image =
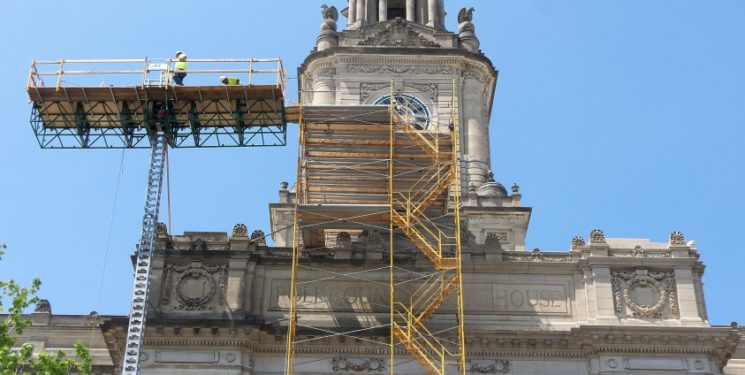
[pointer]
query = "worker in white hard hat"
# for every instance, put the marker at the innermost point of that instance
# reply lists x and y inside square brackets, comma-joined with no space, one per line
[230,81]
[181,65]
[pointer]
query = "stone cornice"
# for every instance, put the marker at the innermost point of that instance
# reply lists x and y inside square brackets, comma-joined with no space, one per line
[715,342]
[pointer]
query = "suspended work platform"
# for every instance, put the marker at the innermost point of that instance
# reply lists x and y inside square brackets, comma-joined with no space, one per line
[123,103]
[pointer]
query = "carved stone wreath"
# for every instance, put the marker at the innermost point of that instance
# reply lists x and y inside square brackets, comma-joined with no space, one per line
[194,302]
[357,364]
[625,282]
[178,278]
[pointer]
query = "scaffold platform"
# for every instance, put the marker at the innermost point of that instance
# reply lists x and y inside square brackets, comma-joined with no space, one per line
[369,171]
[124,103]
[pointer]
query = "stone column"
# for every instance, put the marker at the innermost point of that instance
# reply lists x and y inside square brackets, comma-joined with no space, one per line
[372,14]
[687,302]
[432,13]
[247,297]
[421,12]
[257,291]
[410,11]
[361,9]
[352,13]
[324,90]
[382,10]
[475,131]
[236,283]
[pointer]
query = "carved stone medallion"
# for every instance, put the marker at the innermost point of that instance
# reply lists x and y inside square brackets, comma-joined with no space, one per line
[642,293]
[194,286]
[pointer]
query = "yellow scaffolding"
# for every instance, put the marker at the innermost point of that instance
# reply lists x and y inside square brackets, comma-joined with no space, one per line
[405,180]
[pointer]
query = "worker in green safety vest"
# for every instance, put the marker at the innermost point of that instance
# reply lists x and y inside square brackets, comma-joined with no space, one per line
[181,65]
[230,81]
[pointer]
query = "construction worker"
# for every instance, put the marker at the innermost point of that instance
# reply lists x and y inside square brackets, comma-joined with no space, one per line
[181,65]
[230,81]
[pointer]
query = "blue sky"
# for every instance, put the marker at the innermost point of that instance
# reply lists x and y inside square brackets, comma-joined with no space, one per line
[626,116]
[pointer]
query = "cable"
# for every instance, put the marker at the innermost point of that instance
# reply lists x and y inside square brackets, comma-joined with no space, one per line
[168,189]
[108,238]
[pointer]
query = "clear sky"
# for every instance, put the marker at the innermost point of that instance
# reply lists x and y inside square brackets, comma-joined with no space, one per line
[627,116]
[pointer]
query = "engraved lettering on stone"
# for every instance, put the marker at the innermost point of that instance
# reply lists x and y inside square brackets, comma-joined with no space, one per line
[240,230]
[677,238]
[597,236]
[366,88]
[578,242]
[357,364]
[325,73]
[536,256]
[488,367]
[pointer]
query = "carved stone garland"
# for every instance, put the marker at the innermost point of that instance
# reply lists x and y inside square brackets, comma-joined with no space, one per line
[488,367]
[367,88]
[357,364]
[663,284]
[399,33]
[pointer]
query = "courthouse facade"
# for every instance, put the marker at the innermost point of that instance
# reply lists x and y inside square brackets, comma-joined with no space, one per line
[601,306]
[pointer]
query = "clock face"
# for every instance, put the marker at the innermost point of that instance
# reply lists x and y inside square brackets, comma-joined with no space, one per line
[410,107]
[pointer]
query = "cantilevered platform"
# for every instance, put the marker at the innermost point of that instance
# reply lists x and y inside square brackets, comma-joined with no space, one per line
[127,112]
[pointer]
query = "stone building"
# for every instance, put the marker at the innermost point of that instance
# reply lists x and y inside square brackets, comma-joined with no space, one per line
[602,306]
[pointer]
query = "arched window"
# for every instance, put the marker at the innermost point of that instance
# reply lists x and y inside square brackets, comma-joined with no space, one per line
[411,105]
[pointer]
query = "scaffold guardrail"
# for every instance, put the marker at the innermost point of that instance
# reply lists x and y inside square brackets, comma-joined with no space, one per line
[119,103]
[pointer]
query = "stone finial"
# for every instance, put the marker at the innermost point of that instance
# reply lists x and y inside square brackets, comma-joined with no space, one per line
[328,37]
[258,237]
[43,306]
[374,238]
[343,240]
[161,229]
[677,238]
[578,242]
[466,30]
[240,230]
[490,176]
[198,245]
[597,236]
[492,240]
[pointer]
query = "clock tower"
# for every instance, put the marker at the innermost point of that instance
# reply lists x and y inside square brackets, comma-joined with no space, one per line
[400,50]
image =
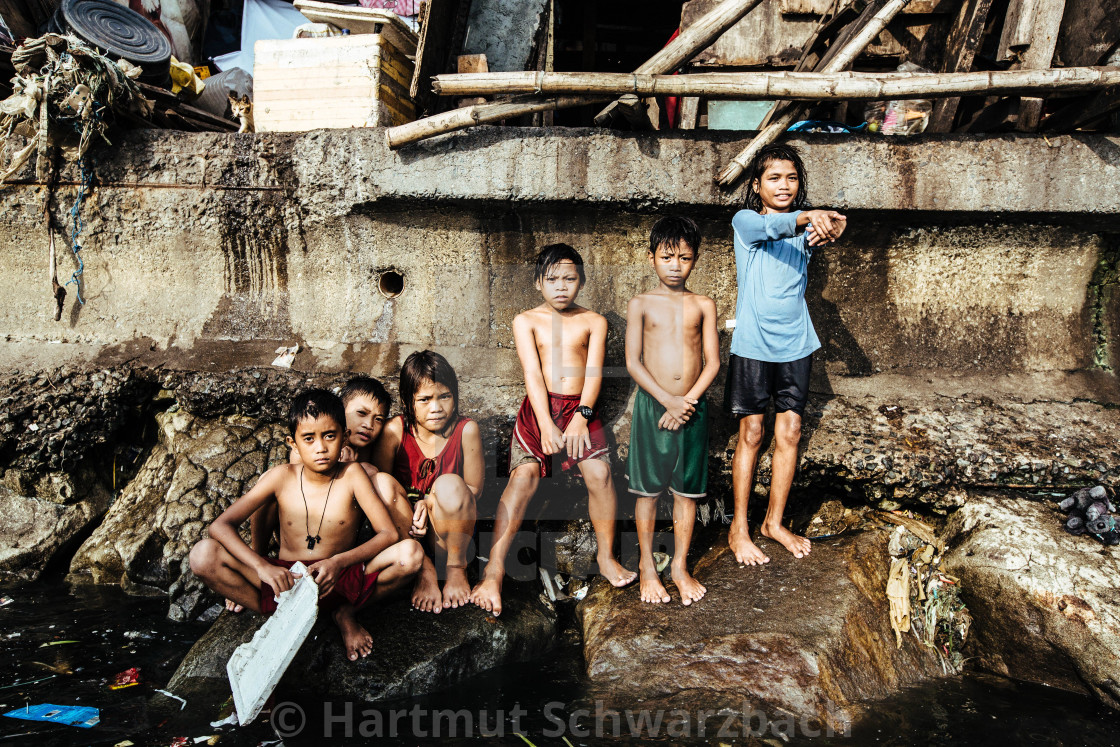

------------

Task directions: Identify each line in the listing above that contains the word "worker" and reproduce those lines in full.

Solution below:
query = "worker in white hard hat"
query = "worker in green safety vest"
query = "construction worker"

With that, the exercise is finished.